Transcribe the entries below exactly as they appear.

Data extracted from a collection

────────────────

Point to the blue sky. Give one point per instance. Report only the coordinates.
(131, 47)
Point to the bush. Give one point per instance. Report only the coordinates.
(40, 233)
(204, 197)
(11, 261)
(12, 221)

────────────────

Exercise result.
Point to the blue sky. Give one point per instance. Report only the coordinates.
(131, 47)
Point to the bush. Give one point per instance. Report only the coordinates.
(40, 233)
(204, 197)
(11, 261)
(12, 221)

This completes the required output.